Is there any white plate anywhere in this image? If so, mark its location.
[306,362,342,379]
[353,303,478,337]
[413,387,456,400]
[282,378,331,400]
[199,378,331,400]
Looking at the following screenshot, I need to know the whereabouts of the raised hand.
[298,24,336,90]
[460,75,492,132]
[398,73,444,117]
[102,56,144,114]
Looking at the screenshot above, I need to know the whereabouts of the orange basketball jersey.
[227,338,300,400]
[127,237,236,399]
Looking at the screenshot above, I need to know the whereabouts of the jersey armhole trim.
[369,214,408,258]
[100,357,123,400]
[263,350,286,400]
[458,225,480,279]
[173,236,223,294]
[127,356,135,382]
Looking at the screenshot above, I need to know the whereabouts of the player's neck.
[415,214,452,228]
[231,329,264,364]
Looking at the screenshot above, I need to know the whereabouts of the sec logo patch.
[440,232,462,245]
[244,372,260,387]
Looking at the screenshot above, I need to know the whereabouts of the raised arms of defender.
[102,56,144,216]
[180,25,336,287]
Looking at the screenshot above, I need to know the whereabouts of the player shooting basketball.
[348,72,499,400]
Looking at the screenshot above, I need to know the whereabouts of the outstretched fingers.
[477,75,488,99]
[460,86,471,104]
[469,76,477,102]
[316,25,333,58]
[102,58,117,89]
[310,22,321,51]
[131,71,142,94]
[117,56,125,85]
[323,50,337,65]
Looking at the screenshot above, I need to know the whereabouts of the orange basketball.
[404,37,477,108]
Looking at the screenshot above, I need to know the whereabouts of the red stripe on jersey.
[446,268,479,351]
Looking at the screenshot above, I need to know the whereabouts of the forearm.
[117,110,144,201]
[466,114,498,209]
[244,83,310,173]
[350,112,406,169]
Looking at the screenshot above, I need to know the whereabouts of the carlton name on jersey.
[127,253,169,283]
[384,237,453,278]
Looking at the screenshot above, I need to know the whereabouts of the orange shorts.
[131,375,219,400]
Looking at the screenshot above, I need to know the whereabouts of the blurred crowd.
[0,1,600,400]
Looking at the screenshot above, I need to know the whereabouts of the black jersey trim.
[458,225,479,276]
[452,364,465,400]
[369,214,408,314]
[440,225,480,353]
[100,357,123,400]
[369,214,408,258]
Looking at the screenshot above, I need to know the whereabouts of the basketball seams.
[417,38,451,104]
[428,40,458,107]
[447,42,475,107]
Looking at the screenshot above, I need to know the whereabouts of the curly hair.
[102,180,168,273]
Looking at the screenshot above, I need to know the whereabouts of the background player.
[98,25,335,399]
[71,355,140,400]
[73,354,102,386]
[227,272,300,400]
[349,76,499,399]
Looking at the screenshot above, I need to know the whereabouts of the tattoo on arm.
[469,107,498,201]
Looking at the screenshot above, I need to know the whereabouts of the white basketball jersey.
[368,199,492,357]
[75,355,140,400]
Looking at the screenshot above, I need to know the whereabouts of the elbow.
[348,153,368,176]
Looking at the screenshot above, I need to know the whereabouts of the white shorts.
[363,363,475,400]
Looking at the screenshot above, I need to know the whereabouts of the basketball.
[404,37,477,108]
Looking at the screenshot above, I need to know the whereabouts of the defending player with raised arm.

····················

:: The problem ::
Format as a numbered list the lines of the entries above, starting with the line that contains "Looking at the following" and going on through the line that contains "[446,268,479,351]", both included. Leave out any blank lines and include nothing else.

:: Task output ::
1. Looking at the following screenshot, I need to know the whereabouts of the raised hand.
2. [298,24,336,90]
3. [460,75,492,132]
4. [398,73,444,117]
5. [102,56,144,114]
6. Looking at the screenshot above, I need to know the whereabouts of the orange basketball jersey.
7. [227,338,300,400]
8. [127,237,236,399]
9. Looking at the screenshot above, I need to know the whereabouts of the jersey armhole trim.
10. [369,214,408,258]
11. [100,357,123,400]
12. [263,350,286,400]
13. [458,225,480,279]
14. [173,236,223,294]
15. [127,356,135,382]
16. Looking at the screenshot above, I need to know the whereabouts of the player's neck.
17. [415,214,452,228]
18. [231,329,264,364]
19. Looking at the screenshot above, I need to know the whereabouts of the sec logo patch.
20. [440,232,462,245]
21. [244,372,260,387]
22. Looking at the screenshot above, I need to know the whereabouts of the raised arms of defender.
23. [102,56,144,216]
24. [180,25,336,287]
25. Looking at the screenshot above, I need to know the whereabouts of the player shooting basketball.
26. [348,72,499,400]
27. Looking at the screenshot above, I need to know the whereabouts of the outstretched fingers.
28. [477,75,488,99]
29. [460,86,471,104]
30. [469,76,477,102]
31. [316,25,333,58]
32. [102,58,117,89]
33. [310,22,321,51]
34. [131,71,142,94]
35. [117,56,125,85]
36. [323,50,337,65]
37. Looking at the screenshot above, I need to know the whereabouts of the orange basketball.
38. [404,37,477,108]
39. Looking at the screenshot above, I need to know the whereabouts of the red stripe on jersey.
40. [446,268,479,351]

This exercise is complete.